#### MATERIAL FOR THIS TASK
Content starts

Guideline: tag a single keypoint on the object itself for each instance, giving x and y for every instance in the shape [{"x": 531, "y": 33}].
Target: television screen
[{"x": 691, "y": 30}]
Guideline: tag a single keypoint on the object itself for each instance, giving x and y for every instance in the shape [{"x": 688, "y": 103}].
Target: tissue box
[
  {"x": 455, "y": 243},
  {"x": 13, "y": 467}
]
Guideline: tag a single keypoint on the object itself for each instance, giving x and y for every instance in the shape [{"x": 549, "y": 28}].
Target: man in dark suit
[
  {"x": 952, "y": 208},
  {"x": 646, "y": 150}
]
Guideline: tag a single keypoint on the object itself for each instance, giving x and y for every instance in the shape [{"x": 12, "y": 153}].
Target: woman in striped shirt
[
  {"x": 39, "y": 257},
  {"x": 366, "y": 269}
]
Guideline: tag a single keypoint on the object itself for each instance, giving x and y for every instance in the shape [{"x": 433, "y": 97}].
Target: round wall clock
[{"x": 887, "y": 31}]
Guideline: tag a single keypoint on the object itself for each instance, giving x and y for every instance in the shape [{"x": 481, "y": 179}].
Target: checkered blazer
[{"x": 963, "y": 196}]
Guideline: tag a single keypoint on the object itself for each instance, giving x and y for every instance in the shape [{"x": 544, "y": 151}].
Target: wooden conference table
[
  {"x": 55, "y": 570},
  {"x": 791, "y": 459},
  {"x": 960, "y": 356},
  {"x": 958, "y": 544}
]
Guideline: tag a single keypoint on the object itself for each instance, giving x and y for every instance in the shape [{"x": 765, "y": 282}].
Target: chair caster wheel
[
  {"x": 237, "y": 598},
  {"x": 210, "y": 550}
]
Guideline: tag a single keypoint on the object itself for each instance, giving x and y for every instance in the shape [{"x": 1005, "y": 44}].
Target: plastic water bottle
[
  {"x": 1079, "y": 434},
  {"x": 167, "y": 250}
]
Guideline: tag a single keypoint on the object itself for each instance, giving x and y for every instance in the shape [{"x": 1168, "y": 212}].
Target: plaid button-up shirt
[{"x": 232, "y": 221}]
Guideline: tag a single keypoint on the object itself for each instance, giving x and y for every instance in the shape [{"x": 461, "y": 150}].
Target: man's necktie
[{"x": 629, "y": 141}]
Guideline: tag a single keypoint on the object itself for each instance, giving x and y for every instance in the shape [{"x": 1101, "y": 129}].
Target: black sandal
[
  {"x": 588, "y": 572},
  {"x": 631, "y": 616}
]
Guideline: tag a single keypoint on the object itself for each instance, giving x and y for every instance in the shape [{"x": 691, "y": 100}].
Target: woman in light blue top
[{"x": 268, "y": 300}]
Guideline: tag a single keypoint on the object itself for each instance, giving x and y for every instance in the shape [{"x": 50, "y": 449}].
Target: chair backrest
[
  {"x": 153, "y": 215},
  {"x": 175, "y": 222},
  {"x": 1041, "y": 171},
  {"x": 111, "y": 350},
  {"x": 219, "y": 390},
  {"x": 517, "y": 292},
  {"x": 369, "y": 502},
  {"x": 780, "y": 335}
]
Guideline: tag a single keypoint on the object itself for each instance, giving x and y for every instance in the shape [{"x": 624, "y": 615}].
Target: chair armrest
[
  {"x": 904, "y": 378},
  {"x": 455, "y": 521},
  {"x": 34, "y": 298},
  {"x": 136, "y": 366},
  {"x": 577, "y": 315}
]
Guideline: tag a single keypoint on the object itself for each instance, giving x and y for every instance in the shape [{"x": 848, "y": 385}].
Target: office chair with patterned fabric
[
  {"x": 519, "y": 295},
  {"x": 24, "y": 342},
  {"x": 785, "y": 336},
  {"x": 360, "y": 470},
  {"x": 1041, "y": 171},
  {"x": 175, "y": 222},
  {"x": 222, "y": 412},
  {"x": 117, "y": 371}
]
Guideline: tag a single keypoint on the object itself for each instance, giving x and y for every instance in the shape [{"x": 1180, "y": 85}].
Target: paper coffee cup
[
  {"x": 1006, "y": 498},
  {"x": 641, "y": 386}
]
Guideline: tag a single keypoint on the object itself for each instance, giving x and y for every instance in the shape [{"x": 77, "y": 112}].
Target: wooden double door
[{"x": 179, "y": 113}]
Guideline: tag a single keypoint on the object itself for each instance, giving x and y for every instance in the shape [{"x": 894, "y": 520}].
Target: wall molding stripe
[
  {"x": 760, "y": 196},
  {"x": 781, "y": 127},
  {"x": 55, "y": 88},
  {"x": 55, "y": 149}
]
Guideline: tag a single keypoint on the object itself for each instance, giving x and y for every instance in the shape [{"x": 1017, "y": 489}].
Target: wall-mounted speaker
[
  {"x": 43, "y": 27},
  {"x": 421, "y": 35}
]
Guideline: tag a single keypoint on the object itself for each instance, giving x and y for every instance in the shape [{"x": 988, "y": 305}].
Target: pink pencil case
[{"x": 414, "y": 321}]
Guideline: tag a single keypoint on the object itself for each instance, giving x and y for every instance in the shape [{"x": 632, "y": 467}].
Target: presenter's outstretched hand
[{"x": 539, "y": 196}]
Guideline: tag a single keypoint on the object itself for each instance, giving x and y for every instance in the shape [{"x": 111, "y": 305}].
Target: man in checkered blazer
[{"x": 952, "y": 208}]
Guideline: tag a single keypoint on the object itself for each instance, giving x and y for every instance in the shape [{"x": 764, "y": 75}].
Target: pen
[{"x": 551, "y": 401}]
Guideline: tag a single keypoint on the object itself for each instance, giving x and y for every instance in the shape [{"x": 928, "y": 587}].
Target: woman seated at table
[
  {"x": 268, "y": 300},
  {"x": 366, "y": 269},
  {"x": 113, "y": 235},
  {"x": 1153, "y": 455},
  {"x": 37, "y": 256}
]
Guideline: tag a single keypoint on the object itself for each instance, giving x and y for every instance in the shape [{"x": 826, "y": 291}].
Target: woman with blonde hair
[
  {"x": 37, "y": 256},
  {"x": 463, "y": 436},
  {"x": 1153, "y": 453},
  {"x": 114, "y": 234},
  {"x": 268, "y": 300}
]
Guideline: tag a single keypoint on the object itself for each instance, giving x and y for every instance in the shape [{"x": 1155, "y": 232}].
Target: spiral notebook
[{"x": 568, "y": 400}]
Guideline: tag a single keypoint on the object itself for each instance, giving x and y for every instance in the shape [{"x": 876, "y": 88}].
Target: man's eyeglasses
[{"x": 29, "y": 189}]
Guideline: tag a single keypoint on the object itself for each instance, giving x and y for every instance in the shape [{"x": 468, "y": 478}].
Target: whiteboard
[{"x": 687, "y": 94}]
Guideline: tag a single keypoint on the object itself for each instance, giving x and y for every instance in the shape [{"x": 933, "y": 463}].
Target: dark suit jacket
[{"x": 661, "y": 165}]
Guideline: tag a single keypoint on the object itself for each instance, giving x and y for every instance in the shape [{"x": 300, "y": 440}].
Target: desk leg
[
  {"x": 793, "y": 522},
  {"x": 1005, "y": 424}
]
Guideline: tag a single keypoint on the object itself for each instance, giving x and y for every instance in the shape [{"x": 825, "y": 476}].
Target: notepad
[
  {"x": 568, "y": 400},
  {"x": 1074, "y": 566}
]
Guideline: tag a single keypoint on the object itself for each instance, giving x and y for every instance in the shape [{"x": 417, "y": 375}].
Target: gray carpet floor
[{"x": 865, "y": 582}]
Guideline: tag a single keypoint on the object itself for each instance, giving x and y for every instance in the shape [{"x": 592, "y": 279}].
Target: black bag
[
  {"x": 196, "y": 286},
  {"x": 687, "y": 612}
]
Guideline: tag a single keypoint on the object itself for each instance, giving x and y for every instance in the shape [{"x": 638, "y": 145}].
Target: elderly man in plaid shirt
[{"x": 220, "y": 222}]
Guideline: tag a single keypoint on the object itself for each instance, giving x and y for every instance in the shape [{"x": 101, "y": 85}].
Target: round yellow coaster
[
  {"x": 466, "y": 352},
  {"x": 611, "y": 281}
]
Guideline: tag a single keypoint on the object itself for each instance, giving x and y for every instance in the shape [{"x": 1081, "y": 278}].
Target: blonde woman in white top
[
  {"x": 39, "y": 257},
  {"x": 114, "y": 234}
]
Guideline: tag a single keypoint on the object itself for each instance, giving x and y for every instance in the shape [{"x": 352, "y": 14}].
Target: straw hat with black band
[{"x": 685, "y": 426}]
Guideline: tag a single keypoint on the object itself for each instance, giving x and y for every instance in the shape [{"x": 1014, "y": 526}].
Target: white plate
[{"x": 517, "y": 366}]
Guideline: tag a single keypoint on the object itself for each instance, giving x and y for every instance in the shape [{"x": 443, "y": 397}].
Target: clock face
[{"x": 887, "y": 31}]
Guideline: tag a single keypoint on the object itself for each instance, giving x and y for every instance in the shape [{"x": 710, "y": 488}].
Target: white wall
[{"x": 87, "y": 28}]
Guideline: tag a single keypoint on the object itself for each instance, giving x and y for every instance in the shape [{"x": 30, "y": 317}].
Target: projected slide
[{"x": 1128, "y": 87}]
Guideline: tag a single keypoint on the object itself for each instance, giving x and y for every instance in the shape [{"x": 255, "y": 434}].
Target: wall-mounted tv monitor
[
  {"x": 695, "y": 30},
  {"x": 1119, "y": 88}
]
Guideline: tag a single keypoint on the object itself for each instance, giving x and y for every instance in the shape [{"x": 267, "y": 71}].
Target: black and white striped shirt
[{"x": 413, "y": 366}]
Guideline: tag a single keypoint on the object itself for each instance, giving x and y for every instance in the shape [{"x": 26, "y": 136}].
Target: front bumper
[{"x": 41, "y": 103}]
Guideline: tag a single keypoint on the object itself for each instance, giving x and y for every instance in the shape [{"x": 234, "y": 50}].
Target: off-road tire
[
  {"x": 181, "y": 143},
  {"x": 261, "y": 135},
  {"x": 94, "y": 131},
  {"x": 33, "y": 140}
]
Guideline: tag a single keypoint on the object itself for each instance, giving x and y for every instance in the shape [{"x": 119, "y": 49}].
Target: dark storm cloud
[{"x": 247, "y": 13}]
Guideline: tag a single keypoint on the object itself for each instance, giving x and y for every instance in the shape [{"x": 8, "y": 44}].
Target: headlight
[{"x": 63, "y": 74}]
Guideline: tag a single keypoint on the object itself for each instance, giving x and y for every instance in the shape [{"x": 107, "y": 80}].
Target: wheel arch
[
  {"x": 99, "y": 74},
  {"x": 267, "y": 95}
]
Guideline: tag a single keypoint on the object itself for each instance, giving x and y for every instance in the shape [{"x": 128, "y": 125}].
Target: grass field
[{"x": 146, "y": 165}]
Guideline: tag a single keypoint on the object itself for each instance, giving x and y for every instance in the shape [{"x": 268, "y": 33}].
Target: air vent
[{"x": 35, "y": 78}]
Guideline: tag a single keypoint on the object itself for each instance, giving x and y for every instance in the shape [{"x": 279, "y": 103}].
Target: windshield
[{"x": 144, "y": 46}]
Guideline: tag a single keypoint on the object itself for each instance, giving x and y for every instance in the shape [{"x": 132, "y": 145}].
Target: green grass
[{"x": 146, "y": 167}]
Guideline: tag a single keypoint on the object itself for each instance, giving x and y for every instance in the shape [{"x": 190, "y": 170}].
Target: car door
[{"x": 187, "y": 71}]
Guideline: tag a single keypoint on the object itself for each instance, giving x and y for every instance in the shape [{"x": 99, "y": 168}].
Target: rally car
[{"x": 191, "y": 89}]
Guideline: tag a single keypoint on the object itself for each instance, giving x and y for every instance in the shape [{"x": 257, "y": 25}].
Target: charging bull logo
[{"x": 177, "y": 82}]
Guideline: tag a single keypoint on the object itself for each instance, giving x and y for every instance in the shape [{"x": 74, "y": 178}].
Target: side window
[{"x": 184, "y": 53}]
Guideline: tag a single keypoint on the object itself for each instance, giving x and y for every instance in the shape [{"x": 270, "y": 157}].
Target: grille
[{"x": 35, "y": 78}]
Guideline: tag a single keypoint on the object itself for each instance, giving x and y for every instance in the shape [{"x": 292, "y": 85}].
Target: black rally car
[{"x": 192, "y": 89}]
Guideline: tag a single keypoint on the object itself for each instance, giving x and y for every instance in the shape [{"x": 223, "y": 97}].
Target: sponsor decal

Content ends

#### TASK TO COMPLETE
Only output the lines from the one with "Target: black rally car" through the end of the entries above, exactly as they are.

#### WRITTEN ANSWER
Target: black rally car
[{"x": 192, "y": 89}]
Guideline: tag a single keypoint on the object itself for each instance, giving x and y for every instance in the shape [{"x": 223, "y": 97}].
Target: sponsor decal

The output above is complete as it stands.